That's certainly correct and I don't want to advocate against our beloved wood heat (I am an addict myself!). But for wood to be really "carbon-neutral" you need to allow a tree to grow in its place or you are net adding CO2 to the atmosphere. Otherwise, you could consider burning down the amazon rainforest to be "carbon-neutral".


----------



## TradEddie (Aug 26, 2013)

Grisu said:


> But for wood to be really "carbon-neutral" you need to allow a tree to grow in its place or you are net adding CO2 to the atmosphere.


I have to disagree with this. Don't confuse sustainable with carbon-neutral. The carbon for the tree has already been removed from the atmosphere, and unless turned into furniture, will return to the atmosphere either way. Of course, releasing 90 years of sequestered carbon in one year is not sustainable, but when the tree is to be cut anyway, and the options are allowing it to rot as mulch or in a landfill, burning it saves fossil fuels from being used.

TE


----------



## NortheastAl (Aug 26, 2013)

Some interesting reading. 

http://www.nsf.gov/news/news_summ.jsp?cntn_id=110580


----------



## Grisu (Aug 26, 2013)

TradEddie said:


> I have to disagree with this. Don't confuse sustainable with carbon-neutral. The carbon for the tree has already been removed from the atmosphere, and unless turned into furniture, will return to the atmosphere either way. Of course, releasing 90 years of sequestered carbon in one year is not sustainable, but when the tree is to be cut anyway, and the options are allowing it to rot as mulch or in a landfill, burning it saves fossil fuels from being used.
> 
> TE


 
Please don't think that I advocate to let a tree rot away and heat my home with oil or gas instead. Compared with fossil fuels wood is certainly the better alternative. Nevertheless, when over time you cut down more trees than you let grow in their stead (what humankind has done for several centuries now) then carbon from biomass will also accumulate in the atmosphere. In order to be carbon-neutral you need to sequester in a certain time frame the same amount of CO2 that you released during that time in the atmosphere. Right now, we burn away in one or two months what took 50 and more years to retain.


----------



## NW Walker (Aug 27, 2013)

Good article, thanks for posting that.

As for the two months/50 years, it doesn't take much land at all to provide a home with a sustainable source of fuel through coppicing.  The Big Leaf Maples here produce an incredible amount of wood in just a few seasons off of a cut stump.

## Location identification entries

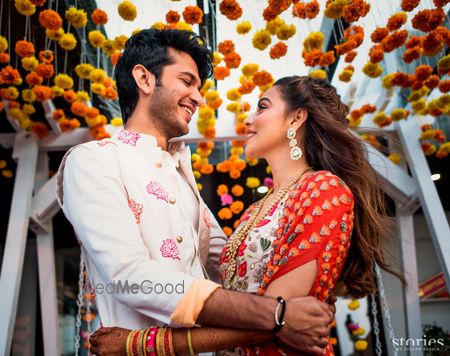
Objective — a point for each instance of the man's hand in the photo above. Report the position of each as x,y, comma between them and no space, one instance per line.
307,324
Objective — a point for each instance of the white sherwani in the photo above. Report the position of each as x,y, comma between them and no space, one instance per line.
139,218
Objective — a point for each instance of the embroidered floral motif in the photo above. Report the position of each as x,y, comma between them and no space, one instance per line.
154,188
128,137
136,208
169,249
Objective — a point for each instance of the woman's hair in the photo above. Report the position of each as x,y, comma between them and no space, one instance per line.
330,145
149,48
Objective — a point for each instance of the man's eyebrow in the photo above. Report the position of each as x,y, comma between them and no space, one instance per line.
192,77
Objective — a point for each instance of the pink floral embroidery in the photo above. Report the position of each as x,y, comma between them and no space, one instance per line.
169,249
136,208
128,137
104,142
158,191
206,218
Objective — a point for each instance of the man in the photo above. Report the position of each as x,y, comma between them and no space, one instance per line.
140,219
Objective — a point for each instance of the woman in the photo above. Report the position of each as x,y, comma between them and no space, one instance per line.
312,228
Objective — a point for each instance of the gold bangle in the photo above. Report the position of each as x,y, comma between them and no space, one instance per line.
189,336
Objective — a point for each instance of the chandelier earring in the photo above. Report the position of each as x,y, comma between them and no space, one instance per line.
296,152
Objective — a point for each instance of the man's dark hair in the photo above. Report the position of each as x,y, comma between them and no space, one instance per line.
149,48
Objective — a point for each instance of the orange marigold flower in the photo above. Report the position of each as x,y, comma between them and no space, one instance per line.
33,79
396,21
423,72
278,50
225,47
230,9
427,20
221,73
70,96
246,88
99,17
172,17
40,129
379,34
45,70
444,86
409,5
24,48
262,78
350,56
232,60
376,54
192,15
4,57
42,92
50,20
58,114
432,82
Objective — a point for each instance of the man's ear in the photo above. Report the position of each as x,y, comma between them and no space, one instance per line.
144,79
298,118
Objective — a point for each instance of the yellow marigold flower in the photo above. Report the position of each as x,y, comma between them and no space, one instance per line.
372,70
252,182
318,74
284,32
108,47
84,70
399,114
234,107
205,113
25,7
346,75
127,10
28,109
158,25
243,27
261,39
233,94
29,63
55,35
98,76
3,44
249,69
181,25
119,42
98,88
395,158
272,26
67,41
82,96
314,41
354,304
57,91
361,345
217,58
96,38
117,121
7,173
444,63
76,17
63,81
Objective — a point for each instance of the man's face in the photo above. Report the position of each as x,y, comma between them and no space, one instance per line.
176,96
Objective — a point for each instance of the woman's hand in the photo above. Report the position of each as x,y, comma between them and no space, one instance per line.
109,341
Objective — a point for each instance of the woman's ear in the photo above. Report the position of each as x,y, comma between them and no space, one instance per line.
145,80
298,119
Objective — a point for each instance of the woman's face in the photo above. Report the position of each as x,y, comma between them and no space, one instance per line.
266,128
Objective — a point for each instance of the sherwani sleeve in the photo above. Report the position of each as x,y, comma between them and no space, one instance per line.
95,202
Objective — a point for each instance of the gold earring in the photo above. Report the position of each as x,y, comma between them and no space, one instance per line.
296,152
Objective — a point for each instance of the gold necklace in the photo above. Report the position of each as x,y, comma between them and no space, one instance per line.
235,242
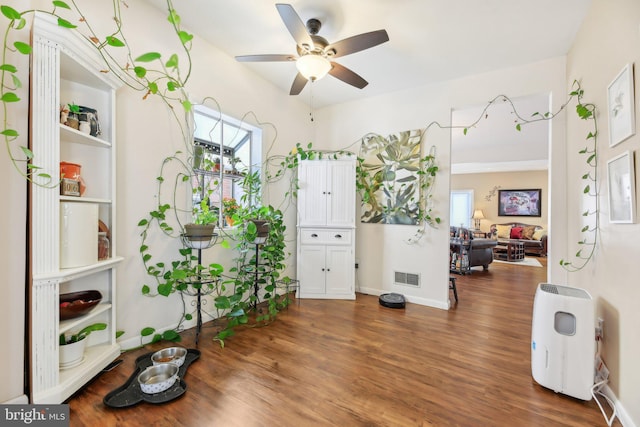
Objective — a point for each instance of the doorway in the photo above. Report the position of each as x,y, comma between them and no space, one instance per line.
492,155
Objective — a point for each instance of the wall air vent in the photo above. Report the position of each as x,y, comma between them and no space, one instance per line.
407,279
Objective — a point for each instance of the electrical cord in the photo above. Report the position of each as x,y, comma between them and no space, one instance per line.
595,390
597,387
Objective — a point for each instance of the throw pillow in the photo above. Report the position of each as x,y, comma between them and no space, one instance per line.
516,233
527,232
504,231
539,234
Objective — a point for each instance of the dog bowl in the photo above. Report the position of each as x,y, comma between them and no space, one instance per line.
175,355
158,378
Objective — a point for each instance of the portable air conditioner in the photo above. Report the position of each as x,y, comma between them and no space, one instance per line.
563,340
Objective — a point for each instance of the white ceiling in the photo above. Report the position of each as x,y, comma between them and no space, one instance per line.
430,41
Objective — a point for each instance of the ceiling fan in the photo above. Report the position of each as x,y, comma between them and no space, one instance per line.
315,53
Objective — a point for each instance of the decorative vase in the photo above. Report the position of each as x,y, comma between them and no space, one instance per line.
72,354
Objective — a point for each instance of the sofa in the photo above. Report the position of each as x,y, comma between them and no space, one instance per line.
534,237
479,251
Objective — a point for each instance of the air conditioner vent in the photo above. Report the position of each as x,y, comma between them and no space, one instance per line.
407,279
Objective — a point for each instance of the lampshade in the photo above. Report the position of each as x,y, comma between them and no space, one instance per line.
478,214
313,66
476,217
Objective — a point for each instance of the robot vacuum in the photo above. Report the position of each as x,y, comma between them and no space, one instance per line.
392,300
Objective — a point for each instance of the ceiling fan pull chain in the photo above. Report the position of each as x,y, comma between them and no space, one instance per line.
311,101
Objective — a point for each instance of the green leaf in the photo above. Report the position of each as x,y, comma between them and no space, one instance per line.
185,37
9,132
9,97
8,67
23,48
173,61
148,57
114,41
10,12
140,71
145,332
65,24
63,5
173,17
16,81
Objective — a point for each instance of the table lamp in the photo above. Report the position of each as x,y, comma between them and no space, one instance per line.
477,216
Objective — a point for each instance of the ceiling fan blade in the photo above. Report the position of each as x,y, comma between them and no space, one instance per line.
265,58
298,84
357,43
347,76
295,25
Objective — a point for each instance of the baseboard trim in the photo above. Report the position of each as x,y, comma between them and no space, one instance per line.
416,300
621,414
20,400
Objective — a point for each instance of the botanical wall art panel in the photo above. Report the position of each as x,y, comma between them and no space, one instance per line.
391,193
621,106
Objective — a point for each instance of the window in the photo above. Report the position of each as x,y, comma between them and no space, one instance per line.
461,208
224,150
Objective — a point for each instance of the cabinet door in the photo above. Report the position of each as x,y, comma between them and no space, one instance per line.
311,269
341,199
312,195
340,270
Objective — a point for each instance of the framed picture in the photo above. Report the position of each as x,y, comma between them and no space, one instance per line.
621,184
621,107
519,202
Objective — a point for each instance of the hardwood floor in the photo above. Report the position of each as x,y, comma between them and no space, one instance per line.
355,363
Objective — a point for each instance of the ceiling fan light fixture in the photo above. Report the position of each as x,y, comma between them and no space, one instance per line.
313,66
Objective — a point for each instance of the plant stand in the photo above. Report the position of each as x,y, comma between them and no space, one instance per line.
199,293
257,270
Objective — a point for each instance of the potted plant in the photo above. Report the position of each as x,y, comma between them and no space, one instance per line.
72,346
73,116
230,208
200,231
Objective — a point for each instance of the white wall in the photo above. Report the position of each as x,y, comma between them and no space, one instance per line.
13,223
608,39
147,133
381,249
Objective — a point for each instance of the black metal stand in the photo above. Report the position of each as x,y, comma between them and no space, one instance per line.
199,293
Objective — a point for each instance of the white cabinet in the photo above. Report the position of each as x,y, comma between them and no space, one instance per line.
326,229
66,69
326,196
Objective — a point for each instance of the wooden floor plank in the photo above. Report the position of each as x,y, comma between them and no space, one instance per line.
356,363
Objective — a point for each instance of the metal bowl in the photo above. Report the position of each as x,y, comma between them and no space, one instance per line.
175,355
158,378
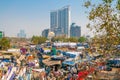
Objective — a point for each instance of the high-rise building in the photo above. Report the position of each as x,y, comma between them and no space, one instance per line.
60,21
1,34
45,32
21,34
75,31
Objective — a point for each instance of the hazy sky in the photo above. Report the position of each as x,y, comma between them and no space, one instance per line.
33,16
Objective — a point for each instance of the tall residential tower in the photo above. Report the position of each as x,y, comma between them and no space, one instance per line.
60,21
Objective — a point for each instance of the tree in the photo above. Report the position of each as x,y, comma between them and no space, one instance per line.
73,39
105,20
4,43
82,39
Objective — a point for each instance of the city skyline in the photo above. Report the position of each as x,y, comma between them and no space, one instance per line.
60,21
33,15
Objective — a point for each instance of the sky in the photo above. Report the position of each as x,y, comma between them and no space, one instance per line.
33,16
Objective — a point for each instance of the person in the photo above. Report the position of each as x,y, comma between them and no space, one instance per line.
41,50
40,57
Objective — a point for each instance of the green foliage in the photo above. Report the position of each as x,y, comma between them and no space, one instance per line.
38,39
4,43
82,39
105,20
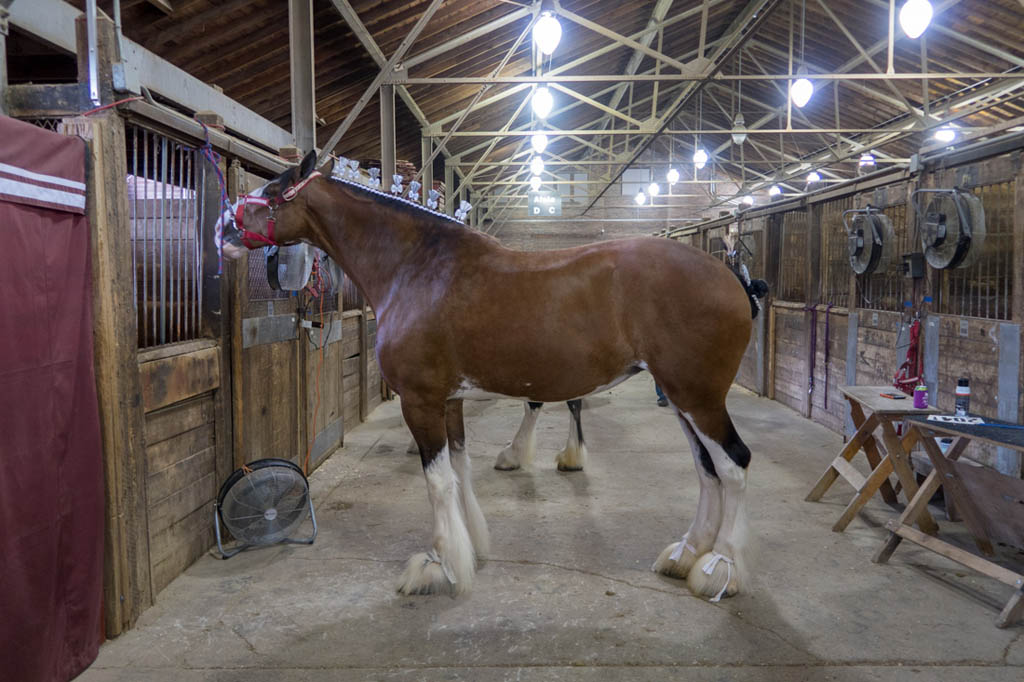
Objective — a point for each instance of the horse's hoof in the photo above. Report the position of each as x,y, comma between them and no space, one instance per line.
678,568
714,577
424,576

## Work to do
1. In the wood heat discussion, what does TradEddie warn readers not to confuse carbon-neutral with?
2. Resume the forum thread on wood heat and carbon, starting right after its last sentence.

## Expected answers
1. Sustainable.

2.
----------



## Huntindog1 (Aug 27, 2013)

Grisu said:


> Please don't think that I advocate to let a tree rot away and heat my home with oil or gas instead. Compared with fossil fuels wood is certainly the better alternative. Nevertheless, when over time you cut down more trees than you let grow in their stead (what humankind has done for several centuries now) then carbon from biomass will also accumulate in the atmosphere. In order to be carbon-neutral you need to sequester in a certain time frame the same amount of CO2 that you released during that time in the atmosphere. Right now, we burn away in one or two months what took 50 and more years to retain.


 

I think the way they look at it being carbon neutral is that the carbon the tree did release during burning had already been taken out of the atmosphere by that tree. Then there are new trees sprouting all the time to regrow and the cycle repeats. Its not a perfect system but its more carbon neutral than fossil fuels that comes from way under ground and takes millions of years to recycle if it recycles at all.


----------



## jharkin (Aug 27, 2013)

Grisu said:


> Nevertheless, when over time you cut down more trees than you let grow in their stead (what humankind has done for several centuries now) then carbon from biomass will also accumulate in the atmosphere.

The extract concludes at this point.